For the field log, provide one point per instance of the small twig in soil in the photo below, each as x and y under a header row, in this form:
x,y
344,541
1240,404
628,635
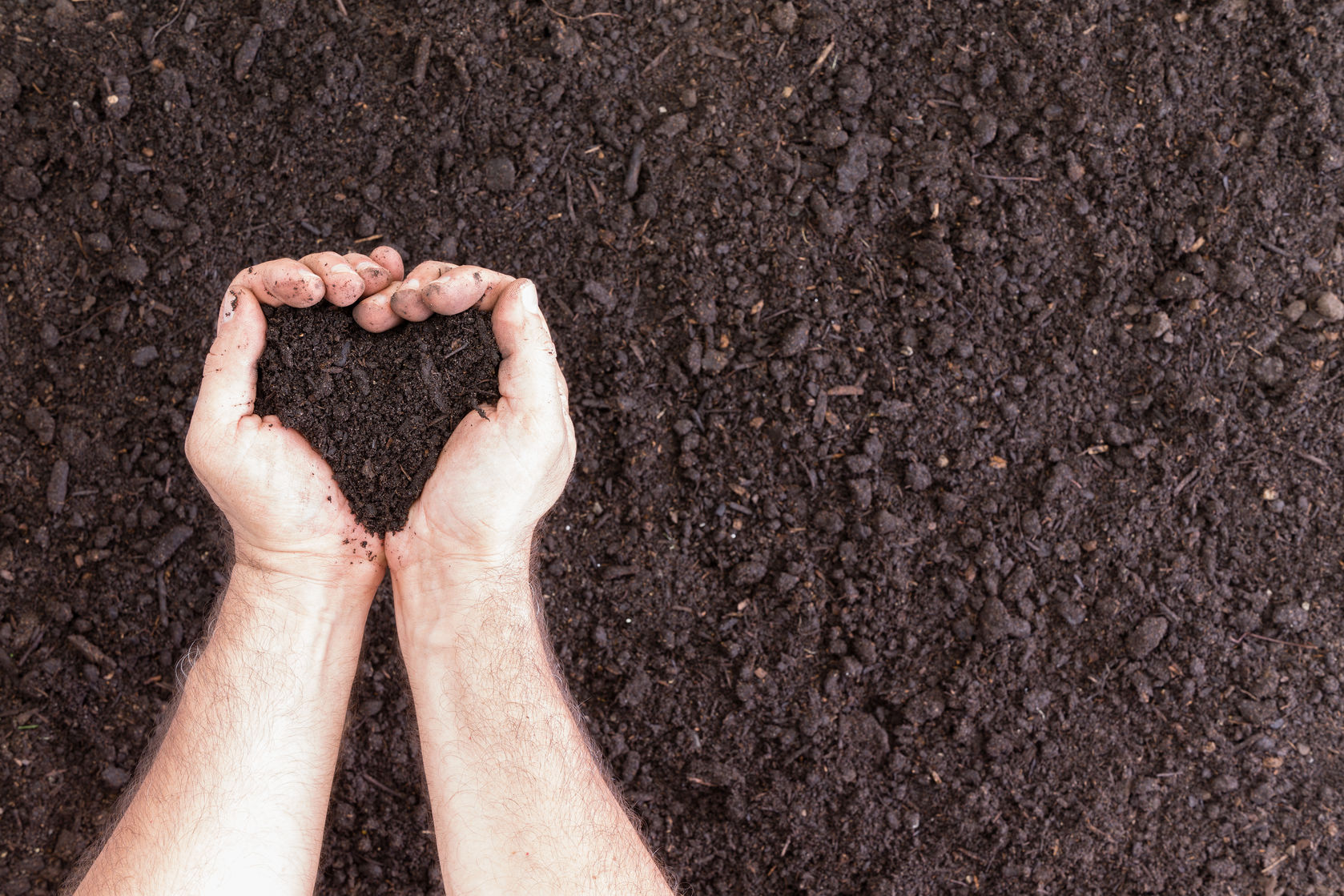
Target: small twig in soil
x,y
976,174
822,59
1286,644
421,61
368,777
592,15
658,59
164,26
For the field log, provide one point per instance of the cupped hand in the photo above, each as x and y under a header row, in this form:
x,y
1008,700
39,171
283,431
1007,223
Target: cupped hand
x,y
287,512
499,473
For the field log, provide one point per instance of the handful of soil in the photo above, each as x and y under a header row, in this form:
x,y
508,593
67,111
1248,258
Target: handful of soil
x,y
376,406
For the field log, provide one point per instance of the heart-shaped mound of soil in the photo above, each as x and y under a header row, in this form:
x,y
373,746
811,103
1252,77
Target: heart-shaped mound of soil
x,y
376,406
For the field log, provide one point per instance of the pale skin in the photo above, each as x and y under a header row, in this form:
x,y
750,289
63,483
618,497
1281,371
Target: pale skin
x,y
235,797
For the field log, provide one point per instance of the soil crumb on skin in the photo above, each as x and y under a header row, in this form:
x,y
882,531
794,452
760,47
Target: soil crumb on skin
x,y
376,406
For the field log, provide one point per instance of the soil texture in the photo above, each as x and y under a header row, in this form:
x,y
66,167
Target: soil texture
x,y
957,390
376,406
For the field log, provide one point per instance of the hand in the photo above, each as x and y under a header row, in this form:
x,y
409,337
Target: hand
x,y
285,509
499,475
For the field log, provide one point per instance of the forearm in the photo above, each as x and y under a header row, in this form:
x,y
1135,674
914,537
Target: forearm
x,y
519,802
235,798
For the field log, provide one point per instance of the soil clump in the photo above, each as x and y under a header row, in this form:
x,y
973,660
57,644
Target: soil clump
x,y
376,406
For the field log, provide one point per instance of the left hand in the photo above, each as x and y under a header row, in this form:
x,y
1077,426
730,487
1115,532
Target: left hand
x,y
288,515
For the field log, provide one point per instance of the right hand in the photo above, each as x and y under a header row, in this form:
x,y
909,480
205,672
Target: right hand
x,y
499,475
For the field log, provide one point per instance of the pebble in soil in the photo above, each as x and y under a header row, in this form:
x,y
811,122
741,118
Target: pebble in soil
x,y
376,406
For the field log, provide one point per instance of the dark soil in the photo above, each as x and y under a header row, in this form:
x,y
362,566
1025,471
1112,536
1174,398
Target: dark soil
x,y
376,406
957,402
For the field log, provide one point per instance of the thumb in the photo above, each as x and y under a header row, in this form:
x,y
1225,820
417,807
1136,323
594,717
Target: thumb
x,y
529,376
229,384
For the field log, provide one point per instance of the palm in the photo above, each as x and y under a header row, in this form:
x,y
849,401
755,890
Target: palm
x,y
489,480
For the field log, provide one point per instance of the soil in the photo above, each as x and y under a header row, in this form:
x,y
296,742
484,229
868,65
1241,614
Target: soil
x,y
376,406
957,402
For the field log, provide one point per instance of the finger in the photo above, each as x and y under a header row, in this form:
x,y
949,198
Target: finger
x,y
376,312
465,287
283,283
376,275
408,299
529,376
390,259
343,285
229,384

STATED TASK -
Copy the listing above line for line, without the pictures.

THE RESULT -
For the field log, provide one point per instance of the small twig in soil in the photo below, each as x and y under a header row, in this form:
x,y
344,541
1240,404
628,635
Target: small twig in soil
x,y
976,174
822,59
1286,644
421,61
368,777
592,15
658,59
164,26
For the field log, provide one point per instance of the cupped hand in the photo above, each as x and y under a header row, in this form:
x,y
1008,700
39,171
283,431
1007,223
Target: cupped hand
x,y
287,512
499,473
For the field log, provide one point per instance of the handful of soil in the photo above, each as x and y under a header row, in this form:
x,y
508,593
67,111
1248,258
Target: handful of soil
x,y
376,406
For the field log, provide one point per instance of the heart-shaped mound of soil in the photo above, each as x and y under a header row, in this form:
x,y
373,746
811,103
1252,77
Target: heart-shaped mound of soil
x,y
376,406
For the field log, provide one point per instance of the pale skin in the photo above, each as x and y under a header row, in this form:
x,y
750,289
63,483
618,497
1281,371
Target: pale skin
x,y
235,797
For the field log, provide one point per instance of the soil crumb on skin in the photo above, each as x and y under a header row, in this form:
x,y
882,531
794,452
760,47
Target: soil crumb on skin
x,y
376,406
For the field log, provide one point per instance of the soil texture in the photo above, each as x and y under a header row, in this form:
x,y
66,167
Target: soil texture
x,y
957,390
376,406
For the field log, provide one point per instance of the hand in the photo above, each as x and y under a header row, in this form:
x,y
409,337
Target: hand
x,y
285,509
499,475
For the field log, provide one point per instance of the forearm in the photo above, each as x and y under a header row, in this form:
x,y
1135,674
914,537
Target: forearm
x,y
519,802
235,798
For the field log, provide one point per instance of the soil clump in the photo above, each as x and y under a header row, in this form:
x,y
973,660
57,644
Target: soil clump
x,y
376,406
For the field log, provide one point per instance of the left hand in the photo above, each as x and y under a header row, in this form:
x,y
1077,426
730,487
1115,532
Target: left hand
x,y
288,515
For the field log, provide one point per instance of the right hand in the photo above, each as x and y under a header row, in this form:
x,y
909,480
205,672
Target: right hand
x,y
499,475
For the field log, provide one point per instance of the pebble in soil in the photo above, each as x and y under a header row, in this form:
x,y
811,122
741,118
Target: pebble in soil
x,y
376,406
For the field log, provide one point per instance of the dark soil in the photo above, each as x and y under a header row, in this form:
x,y
362,566
1025,471
1112,536
1174,398
Target: dark soil
x,y
376,406
957,402
For the field log, provide one point per instance of the thumb in the photo above, each as x and y under a header row, in this form:
x,y
1225,820
417,807
1136,323
594,717
Target: thumb
x,y
529,376
229,384
For the field log, provide one point per instance of the palm in the photo above, each as x and y under a header row, in this form:
x,y
849,401
755,890
Target: palm
x,y
489,480
For the field log, provide one point per instance of the soil in the photo above, each as x and y under a header row, in this form:
x,y
296,742
484,229
868,65
1241,614
Target: soil
x,y
376,406
957,402
For the field log, provide one point per instance of the finger in the photo above, each as x and y under a header row, in this form:
x,y
949,198
Target: finger
x,y
376,312
465,287
283,283
376,275
408,299
529,376
390,259
343,285
229,384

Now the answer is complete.